=== WORK INSTRUCTIONS ===
Put each line of the material below into a Markdown table with the columns No. and Line, numbering the rows in order and skipping blank lines.

=== INFORMATION SUPPLIED ===
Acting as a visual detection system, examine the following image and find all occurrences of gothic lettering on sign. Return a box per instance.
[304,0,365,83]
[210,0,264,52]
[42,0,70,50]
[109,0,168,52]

=== ANSWER TO THE EXERCISE ===
| No. | Line |
|---|---|
| 1 | Acting as a visual detection system, examine the following image and find all occurrences of gothic lettering on sign. Return a box per instance. |
| 2 | [304,0,365,83] |
| 3 | [210,0,264,52] |
| 4 | [42,0,70,50] |
| 5 | [109,0,168,52] |